* TASK TO COMPLETE *
Would you retype exactly the lines from the one holding "the blue background." through the last line of the listing, and only those, without pictures?

* THE DATA *
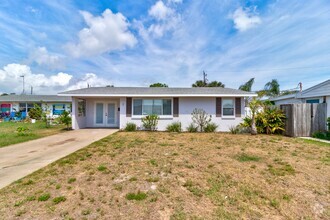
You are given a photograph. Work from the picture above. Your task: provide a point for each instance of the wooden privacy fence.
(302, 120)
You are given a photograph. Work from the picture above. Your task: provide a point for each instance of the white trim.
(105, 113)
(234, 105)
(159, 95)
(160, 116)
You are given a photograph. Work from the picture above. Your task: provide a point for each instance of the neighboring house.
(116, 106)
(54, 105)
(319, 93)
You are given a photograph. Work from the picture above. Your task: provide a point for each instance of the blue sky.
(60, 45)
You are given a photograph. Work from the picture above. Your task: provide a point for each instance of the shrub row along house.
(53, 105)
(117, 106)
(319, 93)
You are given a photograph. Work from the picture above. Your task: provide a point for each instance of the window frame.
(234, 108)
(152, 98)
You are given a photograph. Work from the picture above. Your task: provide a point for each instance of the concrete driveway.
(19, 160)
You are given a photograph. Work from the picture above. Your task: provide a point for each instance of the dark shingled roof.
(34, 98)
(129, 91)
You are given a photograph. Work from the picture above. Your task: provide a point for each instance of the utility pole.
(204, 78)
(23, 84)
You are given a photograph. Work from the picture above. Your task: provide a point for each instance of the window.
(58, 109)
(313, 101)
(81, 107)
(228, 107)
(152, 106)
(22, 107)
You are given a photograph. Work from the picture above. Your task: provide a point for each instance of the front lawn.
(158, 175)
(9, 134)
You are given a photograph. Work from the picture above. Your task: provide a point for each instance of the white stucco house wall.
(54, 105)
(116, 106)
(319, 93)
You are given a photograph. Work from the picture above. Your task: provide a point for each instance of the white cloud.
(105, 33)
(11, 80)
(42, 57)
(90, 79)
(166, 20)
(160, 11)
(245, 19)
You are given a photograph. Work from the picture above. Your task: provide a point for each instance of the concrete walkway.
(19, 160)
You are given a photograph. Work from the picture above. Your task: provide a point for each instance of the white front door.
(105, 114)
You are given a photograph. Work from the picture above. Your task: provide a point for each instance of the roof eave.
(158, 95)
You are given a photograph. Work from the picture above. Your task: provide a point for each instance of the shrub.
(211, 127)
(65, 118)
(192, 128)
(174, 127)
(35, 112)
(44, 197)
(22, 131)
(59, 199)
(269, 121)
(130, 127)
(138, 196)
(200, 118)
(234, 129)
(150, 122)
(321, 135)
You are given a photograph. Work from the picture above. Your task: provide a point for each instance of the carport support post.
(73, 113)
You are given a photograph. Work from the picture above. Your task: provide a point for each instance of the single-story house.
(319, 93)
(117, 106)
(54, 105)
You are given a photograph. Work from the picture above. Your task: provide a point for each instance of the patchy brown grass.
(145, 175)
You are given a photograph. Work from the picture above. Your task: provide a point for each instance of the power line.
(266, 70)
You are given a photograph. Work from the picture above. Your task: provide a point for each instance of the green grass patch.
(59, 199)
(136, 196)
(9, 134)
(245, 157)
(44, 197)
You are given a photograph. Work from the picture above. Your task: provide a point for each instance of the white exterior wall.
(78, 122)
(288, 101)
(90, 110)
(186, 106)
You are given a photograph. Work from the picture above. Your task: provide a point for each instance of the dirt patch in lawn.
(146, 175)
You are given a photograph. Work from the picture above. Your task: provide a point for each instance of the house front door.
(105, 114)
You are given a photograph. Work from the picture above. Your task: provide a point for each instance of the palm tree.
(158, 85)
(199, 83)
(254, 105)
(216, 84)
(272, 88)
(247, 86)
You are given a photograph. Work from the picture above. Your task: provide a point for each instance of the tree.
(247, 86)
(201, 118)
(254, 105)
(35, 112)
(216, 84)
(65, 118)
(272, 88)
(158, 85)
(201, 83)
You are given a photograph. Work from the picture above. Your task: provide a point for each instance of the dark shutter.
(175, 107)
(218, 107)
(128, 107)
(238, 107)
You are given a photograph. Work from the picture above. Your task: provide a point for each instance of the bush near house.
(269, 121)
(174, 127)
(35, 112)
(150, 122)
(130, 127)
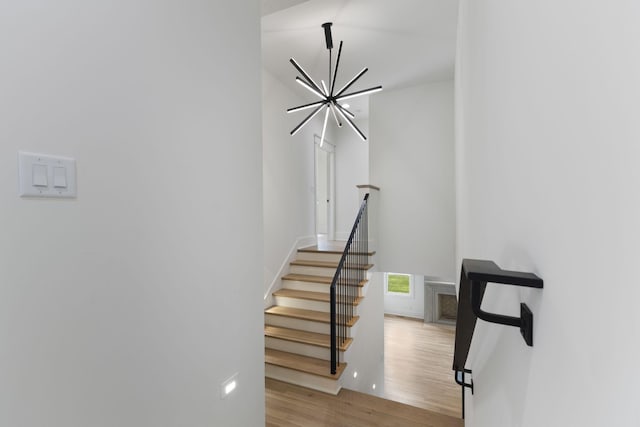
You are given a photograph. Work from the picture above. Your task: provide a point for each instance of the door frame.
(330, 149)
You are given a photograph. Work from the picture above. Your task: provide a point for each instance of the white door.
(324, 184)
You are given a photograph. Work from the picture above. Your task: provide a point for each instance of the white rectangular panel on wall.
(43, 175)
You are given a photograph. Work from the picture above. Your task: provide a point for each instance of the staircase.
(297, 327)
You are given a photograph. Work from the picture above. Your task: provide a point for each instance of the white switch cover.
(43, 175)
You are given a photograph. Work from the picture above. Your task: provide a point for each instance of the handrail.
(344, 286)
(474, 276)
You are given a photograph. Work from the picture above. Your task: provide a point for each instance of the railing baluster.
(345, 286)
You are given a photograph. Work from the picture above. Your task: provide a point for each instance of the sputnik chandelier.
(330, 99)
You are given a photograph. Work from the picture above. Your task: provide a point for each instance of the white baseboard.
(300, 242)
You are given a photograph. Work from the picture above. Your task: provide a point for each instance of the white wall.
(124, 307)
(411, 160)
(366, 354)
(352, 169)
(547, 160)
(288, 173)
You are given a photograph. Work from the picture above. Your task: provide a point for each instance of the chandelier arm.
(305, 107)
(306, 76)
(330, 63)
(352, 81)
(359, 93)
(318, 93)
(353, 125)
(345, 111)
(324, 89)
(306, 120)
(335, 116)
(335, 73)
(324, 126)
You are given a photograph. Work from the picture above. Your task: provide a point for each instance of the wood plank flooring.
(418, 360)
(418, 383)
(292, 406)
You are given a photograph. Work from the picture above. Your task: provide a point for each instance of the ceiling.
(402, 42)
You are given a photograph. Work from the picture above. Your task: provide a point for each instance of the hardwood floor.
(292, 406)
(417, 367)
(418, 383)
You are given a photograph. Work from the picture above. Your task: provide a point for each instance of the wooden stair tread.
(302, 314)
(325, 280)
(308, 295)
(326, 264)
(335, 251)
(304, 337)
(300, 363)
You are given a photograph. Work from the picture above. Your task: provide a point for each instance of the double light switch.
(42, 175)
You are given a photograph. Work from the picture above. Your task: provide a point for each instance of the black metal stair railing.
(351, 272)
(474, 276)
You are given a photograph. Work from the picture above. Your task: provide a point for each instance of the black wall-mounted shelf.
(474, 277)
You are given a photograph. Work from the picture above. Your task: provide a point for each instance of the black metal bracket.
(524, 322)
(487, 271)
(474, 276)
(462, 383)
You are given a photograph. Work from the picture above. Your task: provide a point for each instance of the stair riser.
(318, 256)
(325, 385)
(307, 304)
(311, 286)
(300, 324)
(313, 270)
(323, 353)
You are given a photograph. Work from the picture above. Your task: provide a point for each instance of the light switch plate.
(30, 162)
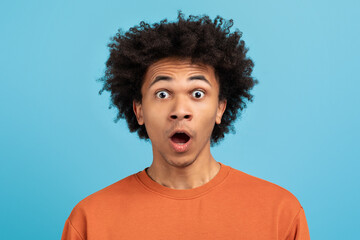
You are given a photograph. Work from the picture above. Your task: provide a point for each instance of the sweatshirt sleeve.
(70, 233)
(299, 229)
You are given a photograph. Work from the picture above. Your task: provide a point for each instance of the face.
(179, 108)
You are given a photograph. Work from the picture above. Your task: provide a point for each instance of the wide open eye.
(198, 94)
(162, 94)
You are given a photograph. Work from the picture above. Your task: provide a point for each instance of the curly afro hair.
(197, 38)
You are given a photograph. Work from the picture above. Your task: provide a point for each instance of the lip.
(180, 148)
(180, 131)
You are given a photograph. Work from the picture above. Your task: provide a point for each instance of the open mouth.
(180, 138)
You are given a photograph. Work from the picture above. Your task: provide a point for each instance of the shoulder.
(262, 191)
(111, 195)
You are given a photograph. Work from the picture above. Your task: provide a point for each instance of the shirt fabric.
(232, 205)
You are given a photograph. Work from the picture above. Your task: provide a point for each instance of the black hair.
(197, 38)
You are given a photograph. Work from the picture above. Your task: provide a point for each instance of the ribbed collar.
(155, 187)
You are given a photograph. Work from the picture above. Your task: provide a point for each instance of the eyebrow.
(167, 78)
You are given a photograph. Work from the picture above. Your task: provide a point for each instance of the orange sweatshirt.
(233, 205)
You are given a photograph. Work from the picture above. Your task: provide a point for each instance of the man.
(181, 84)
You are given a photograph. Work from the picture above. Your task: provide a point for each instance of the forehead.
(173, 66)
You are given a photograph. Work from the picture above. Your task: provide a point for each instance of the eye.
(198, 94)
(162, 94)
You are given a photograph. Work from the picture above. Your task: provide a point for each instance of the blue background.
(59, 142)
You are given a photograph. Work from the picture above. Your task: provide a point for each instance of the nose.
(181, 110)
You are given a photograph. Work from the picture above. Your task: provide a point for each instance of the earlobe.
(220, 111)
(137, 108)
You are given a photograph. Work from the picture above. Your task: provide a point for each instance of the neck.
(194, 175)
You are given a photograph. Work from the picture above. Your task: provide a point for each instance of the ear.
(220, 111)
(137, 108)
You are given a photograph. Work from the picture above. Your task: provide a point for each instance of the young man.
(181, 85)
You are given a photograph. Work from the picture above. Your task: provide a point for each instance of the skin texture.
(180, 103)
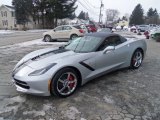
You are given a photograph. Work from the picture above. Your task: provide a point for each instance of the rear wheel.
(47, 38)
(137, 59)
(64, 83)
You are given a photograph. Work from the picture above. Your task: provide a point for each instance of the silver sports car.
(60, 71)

* RESPONSE *
You are given a photograph. Work from the picture above. Your task: provide a point for each instance of the blue background.
(59, 142)
You are given a photograph. Work from the picture above. Your task: provide a point for each instance of the nose.
(181, 110)
You are given a photograph. Work from the picture above. Your task: provide a point for each instance of the earlobe.
(220, 111)
(137, 108)
You are given a photograph. Work from the picture above. Your task: provide a point for each instance of the neck.
(194, 175)
You are given a photograph. Work from the picture above. Your task: provide a point for each instance of the ear.
(220, 111)
(137, 108)
You are given a photograph. Work from the picture above. Your task: provide a point for each instance of the young man.
(181, 85)
You are given a photograph. Work from the picture above. Your task: provide a point for each instance of the skin texture.
(180, 103)
You are given a photograph. Work from the picture above. Your task: provide a point for each instance of the rear wheel.
(47, 38)
(137, 59)
(64, 83)
You are given a photograph. Work from the picture above. Your task: provide a point for each instance of the silver sports car.
(60, 71)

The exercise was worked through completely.